-- STORED DATA follows --

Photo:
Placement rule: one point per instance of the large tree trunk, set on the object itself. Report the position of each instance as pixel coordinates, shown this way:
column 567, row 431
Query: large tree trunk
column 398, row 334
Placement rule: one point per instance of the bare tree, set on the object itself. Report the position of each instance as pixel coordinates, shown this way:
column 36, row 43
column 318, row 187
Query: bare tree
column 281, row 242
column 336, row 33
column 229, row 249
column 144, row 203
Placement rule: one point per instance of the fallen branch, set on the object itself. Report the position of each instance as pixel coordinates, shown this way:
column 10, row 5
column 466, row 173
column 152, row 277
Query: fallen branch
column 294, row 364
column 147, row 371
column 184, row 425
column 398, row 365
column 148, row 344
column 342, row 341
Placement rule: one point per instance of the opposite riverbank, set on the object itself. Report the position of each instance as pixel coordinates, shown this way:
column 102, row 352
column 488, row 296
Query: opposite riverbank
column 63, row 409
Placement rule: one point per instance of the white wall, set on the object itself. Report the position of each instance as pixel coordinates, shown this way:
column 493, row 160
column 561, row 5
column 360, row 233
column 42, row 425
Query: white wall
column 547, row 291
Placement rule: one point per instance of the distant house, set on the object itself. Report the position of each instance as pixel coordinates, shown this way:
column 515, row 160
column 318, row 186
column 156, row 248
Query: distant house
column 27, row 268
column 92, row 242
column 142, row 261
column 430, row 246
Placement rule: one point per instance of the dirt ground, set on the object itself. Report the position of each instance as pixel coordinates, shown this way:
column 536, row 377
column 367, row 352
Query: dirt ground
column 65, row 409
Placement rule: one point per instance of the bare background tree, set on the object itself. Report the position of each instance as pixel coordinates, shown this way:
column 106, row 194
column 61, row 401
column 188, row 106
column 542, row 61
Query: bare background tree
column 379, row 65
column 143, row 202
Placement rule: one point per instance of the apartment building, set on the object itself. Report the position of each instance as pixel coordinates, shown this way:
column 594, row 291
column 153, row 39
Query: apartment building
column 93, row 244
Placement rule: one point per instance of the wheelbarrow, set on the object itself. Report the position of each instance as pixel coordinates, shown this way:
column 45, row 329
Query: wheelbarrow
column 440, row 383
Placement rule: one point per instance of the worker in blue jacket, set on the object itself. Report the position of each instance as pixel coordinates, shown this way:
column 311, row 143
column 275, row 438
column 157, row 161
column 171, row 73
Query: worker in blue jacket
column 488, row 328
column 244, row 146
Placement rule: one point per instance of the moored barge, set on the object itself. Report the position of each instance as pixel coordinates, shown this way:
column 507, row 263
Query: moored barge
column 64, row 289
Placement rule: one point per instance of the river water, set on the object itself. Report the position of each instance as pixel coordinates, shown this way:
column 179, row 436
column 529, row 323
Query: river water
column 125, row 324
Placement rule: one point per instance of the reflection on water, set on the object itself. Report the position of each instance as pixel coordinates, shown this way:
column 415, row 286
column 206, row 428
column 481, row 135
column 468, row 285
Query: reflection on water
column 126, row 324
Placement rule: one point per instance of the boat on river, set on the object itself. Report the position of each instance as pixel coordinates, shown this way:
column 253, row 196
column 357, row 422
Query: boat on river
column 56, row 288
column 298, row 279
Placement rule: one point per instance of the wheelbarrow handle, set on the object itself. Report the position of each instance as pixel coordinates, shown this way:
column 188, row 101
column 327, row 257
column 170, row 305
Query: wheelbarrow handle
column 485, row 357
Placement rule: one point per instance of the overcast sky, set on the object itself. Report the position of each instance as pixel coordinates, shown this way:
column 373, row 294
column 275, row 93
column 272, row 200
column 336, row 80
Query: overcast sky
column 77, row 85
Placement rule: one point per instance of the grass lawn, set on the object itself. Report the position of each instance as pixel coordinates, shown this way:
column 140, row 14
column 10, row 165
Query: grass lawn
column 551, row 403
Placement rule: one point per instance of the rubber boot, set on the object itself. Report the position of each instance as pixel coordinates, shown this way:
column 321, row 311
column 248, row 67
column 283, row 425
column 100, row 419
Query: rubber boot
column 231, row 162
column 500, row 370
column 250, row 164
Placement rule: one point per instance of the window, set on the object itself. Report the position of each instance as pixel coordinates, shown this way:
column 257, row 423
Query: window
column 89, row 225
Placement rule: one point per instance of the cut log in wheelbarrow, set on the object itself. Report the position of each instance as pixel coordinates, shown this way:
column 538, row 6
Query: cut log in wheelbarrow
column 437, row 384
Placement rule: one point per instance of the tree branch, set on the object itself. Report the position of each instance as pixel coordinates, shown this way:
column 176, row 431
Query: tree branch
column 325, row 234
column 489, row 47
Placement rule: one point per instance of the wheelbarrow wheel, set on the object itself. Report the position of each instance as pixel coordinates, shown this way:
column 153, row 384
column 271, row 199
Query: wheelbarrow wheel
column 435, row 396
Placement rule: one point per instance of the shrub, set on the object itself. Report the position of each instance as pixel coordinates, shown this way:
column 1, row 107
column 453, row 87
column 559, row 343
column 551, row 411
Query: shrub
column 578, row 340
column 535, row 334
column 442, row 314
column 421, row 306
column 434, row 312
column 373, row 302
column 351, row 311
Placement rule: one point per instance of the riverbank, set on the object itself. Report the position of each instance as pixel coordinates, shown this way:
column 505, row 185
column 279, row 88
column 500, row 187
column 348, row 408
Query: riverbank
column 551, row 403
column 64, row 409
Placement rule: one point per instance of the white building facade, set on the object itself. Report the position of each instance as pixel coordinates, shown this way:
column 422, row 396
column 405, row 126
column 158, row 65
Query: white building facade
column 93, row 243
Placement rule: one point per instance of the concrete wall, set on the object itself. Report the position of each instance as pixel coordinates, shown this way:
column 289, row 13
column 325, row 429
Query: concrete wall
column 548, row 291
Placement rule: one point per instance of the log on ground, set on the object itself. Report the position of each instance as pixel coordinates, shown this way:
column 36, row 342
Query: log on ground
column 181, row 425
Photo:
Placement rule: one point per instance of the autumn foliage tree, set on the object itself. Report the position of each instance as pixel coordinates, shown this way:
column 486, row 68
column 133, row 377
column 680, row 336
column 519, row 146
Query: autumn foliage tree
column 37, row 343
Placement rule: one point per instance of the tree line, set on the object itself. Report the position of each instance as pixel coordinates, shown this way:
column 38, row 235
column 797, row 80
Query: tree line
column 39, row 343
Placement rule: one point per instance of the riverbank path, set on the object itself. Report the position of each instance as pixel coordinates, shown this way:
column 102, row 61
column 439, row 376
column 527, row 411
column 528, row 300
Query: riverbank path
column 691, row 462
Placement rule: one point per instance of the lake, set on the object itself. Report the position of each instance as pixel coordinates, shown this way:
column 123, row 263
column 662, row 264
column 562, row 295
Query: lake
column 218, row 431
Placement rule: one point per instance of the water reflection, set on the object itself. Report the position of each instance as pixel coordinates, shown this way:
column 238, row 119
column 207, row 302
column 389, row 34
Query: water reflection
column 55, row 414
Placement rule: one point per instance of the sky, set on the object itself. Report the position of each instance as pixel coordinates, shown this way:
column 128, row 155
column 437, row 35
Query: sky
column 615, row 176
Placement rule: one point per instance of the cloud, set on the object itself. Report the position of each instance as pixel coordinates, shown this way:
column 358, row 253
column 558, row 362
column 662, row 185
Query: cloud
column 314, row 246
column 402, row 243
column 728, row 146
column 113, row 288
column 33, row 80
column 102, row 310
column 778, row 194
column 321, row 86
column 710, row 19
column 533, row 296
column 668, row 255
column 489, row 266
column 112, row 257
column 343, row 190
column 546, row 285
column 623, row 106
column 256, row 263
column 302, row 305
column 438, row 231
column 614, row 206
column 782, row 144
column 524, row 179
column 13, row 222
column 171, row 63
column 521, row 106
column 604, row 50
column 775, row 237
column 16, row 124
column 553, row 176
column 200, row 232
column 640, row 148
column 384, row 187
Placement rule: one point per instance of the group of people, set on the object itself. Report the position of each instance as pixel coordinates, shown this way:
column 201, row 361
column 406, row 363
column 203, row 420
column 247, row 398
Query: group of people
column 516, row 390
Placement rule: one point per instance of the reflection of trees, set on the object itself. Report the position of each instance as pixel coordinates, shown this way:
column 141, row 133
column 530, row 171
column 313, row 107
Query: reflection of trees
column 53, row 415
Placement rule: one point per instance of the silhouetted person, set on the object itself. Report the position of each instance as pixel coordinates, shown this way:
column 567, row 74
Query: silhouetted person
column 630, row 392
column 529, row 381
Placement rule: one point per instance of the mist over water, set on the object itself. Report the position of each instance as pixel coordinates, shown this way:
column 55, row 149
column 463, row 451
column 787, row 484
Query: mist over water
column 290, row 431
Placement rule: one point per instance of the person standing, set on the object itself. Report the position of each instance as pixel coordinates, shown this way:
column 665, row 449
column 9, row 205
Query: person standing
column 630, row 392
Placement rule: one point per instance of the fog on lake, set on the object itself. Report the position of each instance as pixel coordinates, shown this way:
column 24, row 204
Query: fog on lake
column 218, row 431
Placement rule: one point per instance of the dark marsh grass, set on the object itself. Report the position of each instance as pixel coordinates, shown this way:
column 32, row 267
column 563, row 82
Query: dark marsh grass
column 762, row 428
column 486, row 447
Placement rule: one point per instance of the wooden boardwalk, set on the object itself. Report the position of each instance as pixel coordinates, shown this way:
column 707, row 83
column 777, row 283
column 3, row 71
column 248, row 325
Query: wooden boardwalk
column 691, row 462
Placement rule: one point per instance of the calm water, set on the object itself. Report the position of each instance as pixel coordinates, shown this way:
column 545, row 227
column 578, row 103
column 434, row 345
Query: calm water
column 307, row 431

-- STORED DATA concluded --

PROBLEM DETAILS: Please, from the material above, copy only the lines from the line with "column 272, row 200" up to and including the line with "Placement rule: one point per instance of the rubber", exactly as written.

SOLUTION TO THIS EXERCISE:
column 272, row 200
column 336, row 80
Query: overcast sky
column 77, row 85
Placement rule: one point per instance of the grass lawn, set on the object itself. Report the position of each instance as pixel coordinates, shown this way:
column 140, row 14
column 10, row 165
Query: grass lawn
column 551, row 403
Placement rule: one point per instance of the rubber boot, set on the object itself. Report the position of each instance as pixel coordinates, shown this way:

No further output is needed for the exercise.